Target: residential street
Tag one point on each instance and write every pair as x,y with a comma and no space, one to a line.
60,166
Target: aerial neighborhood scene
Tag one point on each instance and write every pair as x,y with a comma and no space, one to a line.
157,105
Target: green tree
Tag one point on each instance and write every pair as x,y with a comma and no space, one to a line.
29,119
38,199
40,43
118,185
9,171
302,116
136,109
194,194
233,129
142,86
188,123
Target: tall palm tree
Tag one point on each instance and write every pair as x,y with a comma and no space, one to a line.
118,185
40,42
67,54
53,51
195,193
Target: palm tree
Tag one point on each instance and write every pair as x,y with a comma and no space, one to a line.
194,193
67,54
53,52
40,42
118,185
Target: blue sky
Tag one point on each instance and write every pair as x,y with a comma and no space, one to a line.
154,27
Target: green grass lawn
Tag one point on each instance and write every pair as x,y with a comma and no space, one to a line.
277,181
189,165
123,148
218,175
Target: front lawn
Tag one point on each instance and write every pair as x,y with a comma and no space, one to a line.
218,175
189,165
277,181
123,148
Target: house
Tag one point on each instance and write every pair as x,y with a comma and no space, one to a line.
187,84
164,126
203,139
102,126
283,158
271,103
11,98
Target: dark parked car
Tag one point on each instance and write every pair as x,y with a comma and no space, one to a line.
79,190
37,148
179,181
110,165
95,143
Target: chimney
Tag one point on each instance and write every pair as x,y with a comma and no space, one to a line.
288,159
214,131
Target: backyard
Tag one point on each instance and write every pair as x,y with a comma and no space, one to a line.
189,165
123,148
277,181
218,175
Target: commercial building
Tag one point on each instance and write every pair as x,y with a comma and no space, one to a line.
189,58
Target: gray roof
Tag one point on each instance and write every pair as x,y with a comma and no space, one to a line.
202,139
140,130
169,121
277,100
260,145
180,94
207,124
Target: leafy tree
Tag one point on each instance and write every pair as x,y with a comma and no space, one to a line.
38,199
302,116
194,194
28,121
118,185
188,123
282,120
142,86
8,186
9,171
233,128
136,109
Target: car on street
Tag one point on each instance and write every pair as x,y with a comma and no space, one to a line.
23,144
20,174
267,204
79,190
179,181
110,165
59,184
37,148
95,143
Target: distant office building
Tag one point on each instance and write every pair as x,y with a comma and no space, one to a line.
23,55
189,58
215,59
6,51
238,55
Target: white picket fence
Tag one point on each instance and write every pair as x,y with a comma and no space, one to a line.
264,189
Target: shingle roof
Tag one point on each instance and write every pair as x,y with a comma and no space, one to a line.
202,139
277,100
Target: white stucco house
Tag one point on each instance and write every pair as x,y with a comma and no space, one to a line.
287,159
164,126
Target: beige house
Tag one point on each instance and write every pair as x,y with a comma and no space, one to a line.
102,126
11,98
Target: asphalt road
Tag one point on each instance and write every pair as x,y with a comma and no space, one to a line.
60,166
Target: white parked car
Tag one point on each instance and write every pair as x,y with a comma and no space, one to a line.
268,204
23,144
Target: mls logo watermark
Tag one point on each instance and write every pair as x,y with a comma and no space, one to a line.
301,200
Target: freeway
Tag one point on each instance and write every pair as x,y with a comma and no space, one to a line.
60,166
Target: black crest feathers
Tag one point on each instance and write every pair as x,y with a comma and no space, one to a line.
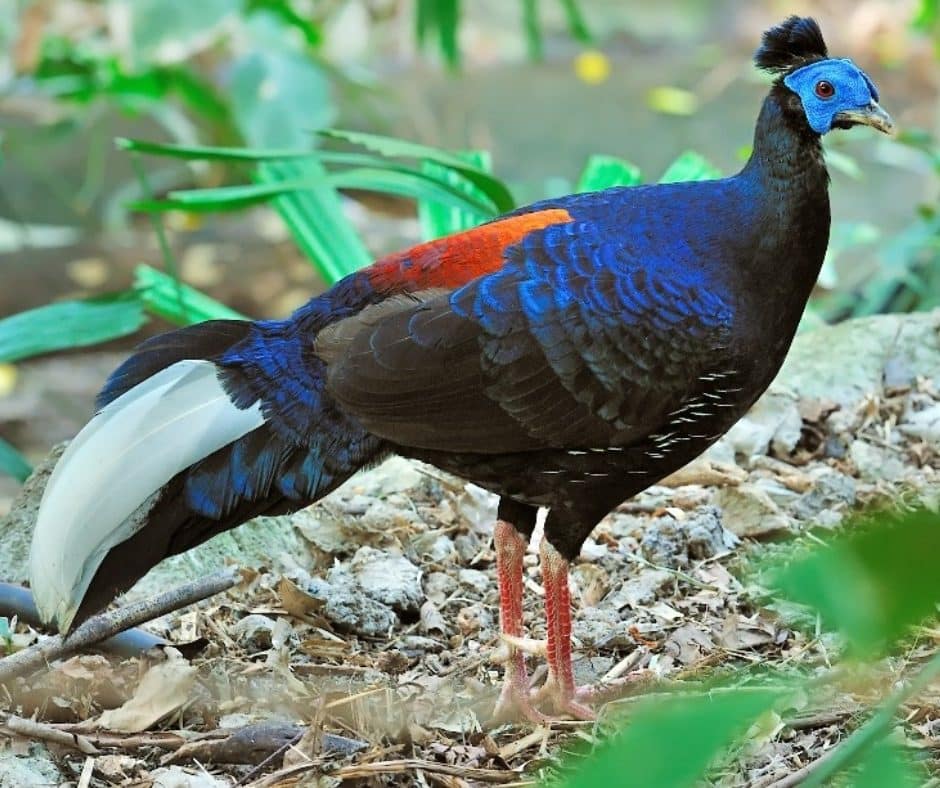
791,44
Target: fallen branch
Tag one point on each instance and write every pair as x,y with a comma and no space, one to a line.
109,623
38,731
16,601
378,768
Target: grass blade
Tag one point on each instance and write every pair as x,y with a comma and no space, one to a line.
164,296
492,187
690,166
69,324
12,463
438,219
603,172
671,743
873,584
316,220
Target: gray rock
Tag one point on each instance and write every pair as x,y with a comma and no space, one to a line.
349,608
36,769
473,578
923,424
388,578
747,510
875,463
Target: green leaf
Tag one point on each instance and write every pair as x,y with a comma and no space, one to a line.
493,188
12,463
417,185
176,301
873,584
439,219
603,172
576,24
885,764
69,324
277,97
442,17
532,28
690,166
670,743
316,220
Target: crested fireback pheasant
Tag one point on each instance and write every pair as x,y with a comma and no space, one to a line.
566,355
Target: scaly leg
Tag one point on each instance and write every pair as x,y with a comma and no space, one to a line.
510,550
559,688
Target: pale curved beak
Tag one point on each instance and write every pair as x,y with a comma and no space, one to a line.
872,115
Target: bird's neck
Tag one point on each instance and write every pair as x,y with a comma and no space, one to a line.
787,154
786,178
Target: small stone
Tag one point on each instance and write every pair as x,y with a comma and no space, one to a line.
388,578
438,586
350,609
875,463
254,632
706,535
475,579
923,424
747,510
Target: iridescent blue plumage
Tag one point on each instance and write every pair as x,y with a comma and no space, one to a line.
566,355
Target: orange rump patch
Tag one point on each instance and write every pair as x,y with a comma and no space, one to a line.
454,260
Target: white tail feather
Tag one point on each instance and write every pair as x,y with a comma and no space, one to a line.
127,452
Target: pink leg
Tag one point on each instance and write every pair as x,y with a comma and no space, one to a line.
560,686
510,550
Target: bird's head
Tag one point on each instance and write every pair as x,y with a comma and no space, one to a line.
833,93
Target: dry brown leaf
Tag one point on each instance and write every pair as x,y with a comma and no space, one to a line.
163,689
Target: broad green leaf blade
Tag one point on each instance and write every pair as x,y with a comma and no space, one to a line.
576,24
533,31
603,172
316,220
690,166
12,463
69,324
873,584
670,743
416,185
437,219
175,301
886,765
492,187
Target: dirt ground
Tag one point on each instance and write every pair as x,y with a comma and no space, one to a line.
367,658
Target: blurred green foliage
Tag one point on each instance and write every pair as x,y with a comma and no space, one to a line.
872,584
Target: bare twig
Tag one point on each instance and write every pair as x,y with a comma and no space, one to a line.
30,729
109,623
367,770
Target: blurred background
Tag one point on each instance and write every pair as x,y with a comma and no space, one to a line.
102,244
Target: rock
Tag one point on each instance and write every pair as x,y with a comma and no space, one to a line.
875,463
773,422
388,578
747,510
846,362
830,489
254,632
349,608
473,578
706,534
638,590
35,768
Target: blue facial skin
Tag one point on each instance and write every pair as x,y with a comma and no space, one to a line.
854,90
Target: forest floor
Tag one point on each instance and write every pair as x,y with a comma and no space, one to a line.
366,657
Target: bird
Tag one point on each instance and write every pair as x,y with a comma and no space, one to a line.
565,355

::::::::

* _Problem statement_:
Your answer should be every line from the material above in which the word "white" appears.

* _Result_:
Target: white picket fence
Target: white stucco house
Target: white parked car
Target: white tail feather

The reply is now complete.